Supplied text:
>> start
Let me take a CSV file example. Here, we draw a scatter plot using Profit and Sales values. Next, we defined the size of the marker based on the profit. It means marker size will increase when the profit is more.

import pandas as pd
from matplotlib import pyplot as plt

df = pd.read_excel('/Users/suresh/Downloads/Global_Superstore.xls')

sales_data = df.groupby('Region')[['Sales', 'Profit']].sum()

print(sales_data.sort_values(by = ['Profit']))

plt.scatter(sales_data['Profit'], sales_data['Sales'], marker = 'o',
            color = 'r', s = sales_data['Profit']/ 1000)

plt.show()
Python matplotlib Scatter Plot 11

The scatter function linewidths argument accepts a scalar value or array, and the default value is None. This linewidths argument defines the width of marker edges. The edgecolors argument allows choosing the line edge color of the markers. In this example, we assigned the line width as 1.1 and the edge color to green. 

import pandas as pd
from matplotlib import pyplot as plt

df = pd.read_excel('/Users/suresh/Downloads/Global_Superstore.xls')

market_data = df.groupby('Order Date')[['Quantity', 'Profit']].sum()

plt.scatter(market_data['Quantity'], market_data['Profit'], 
            color = 'red', marker = '*', alpha = 0.6,
            s = 100,  linewidths = 1.1, edgecolors = 'g')

plt.title('Matplotlib Scatter Plot')

plt.show()
Python matplotlib Scatter Plot 12

Multiple scatter plots in Python

The matplotlib scatter function also allows you to plot multiple values. First, we are plotting y against x, and then we are plotting z against x. It will display z and y values agist x in one chart, and to differentiate them. We used red and blue colors.

import matplotlib.pyplot as plt

x = [1, 9, 5, 3, 8, 6, 2, 4, 7]

y = [22, 4, 40, 27, 33, 15, 5, 20, 30]

z = [16, 35, 4, 19, 20, 40, 35, 7, 12]

plt.scatter(x, y, color = 'blue')
plt.scatter(x, z, color = 'red')
plt.show()
Python matplotlib Scatter Plot 13

It is another example of drawing multiple scatter plots. However, this time, we are using the CSV file where we are comparing the Region and Market Sales against the Profits.

import pandas as pd
from matplotlib import pyplot as plt

df = pd.read_excel('/Users/suresh/Downloads/Global_Superstore.xls')
>> end
Directions:
• A. What is the default value of the linewidths argument according to the scatter plot tutorial?
• B. In the scatter plot tutorial, which keyword arguments are passed to the plt.scatter call that plots market_data['Quantity'] against market_data['Profit']? List every one of them.
• C. Can you write the next part of the scatter plot tutorial, picking up after its final line of code?

(Dataset items)
>> start
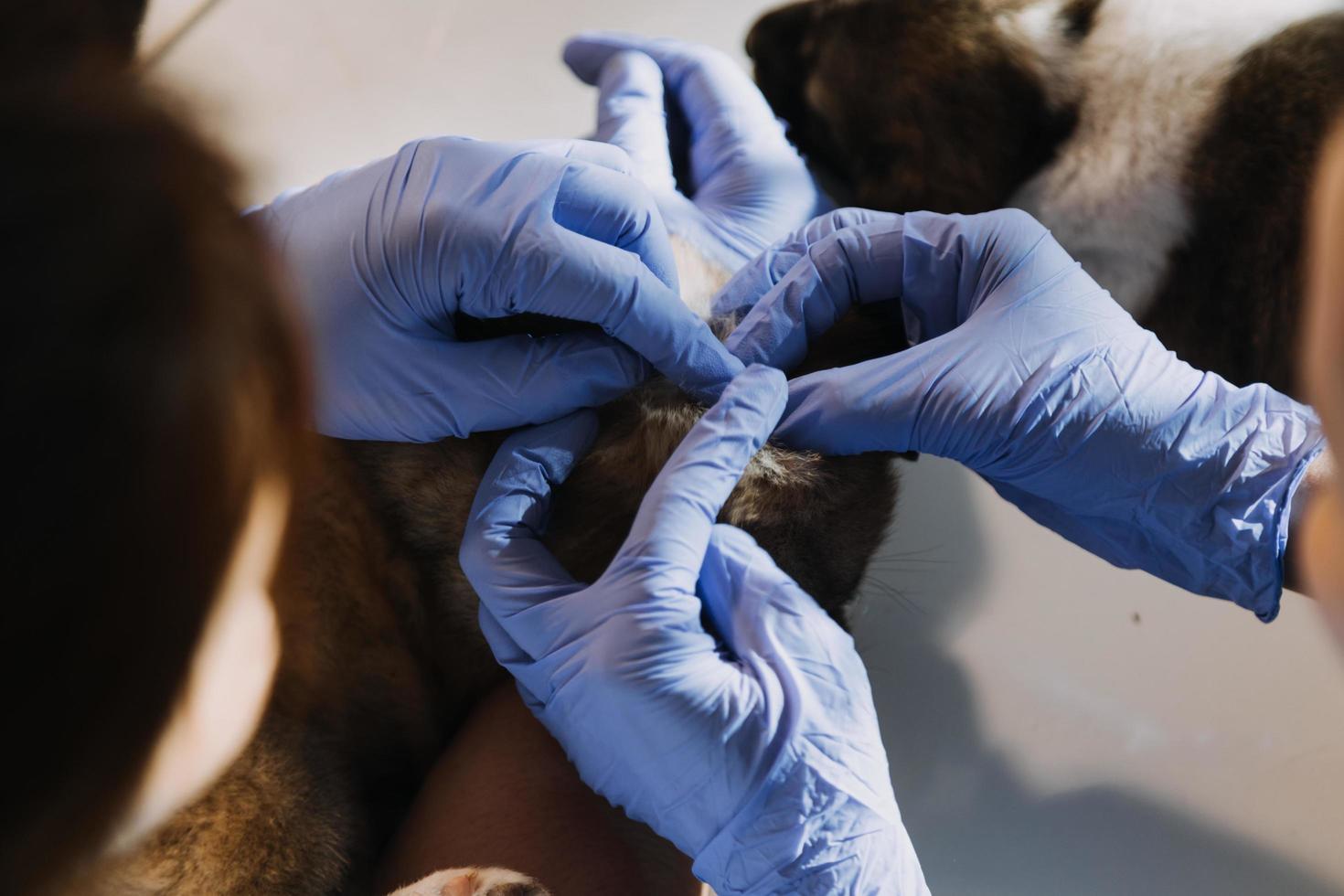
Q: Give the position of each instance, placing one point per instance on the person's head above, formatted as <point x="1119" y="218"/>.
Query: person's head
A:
<point x="1323" y="371"/>
<point x="155" y="403"/>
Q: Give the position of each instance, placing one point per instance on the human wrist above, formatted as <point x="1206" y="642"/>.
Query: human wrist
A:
<point x="1315" y="488"/>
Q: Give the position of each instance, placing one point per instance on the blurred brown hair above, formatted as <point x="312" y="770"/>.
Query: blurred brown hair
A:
<point x="149" y="379"/>
<point x="51" y="35"/>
>> end
Task results:
• A. None

• B. color, marker, alpha, s, linewidths, edgecolors

• C.
region_data = df.groupby('Region')[['Sales', 'Profit']].sum()

market_data = df.groupby('Market')[['Sales', 'Profit']].sum()

plt.scatter(region_data['Profit'], region_data['Sales'],
            s= 100, marker = '*', color = 'yellow',
             linewidths = 1.1, edgecolors = 'g')

plt.scatter(market_data['Profit'], market_data['Sales'],
            s =100, marker = 'o', color = 'r')

plt.title('Matplotlib Scatter Plot')

plt.show()
Python matplotlib Scatter Plot 14

Python matplotlib Scatter plot legend

As you can see from the above screenshot, you might not know or identify which markers represent the Region Sales and Market. To resolve this, you can use the legend function.

import pandas as pd
from matplotlib import pyplot as plt

df = pd.read_excel('/Users/suresh/Downloads/Global_Superstore.xls')

region_data = df.groupby('Region')[['Sales', 'Profit']].sum()

market_data = df.groupby('Market')[['Sales', 'Profit']].sum()

plt.scatter(region_data['Profit'], region_data['Sales'],
            label = 'Region Sales',
            s= 100, marker = '$\heartsuit$', color = 'b',
             linewidths = 1.2, edgecolors = 'g')

plt.scatter(market_data['Profit'], market_data['Sales'],
            label = 'Market Sales',
            s =100, marker = '$\clubsuit$', color = 'r')

plt.legend()
plt.show()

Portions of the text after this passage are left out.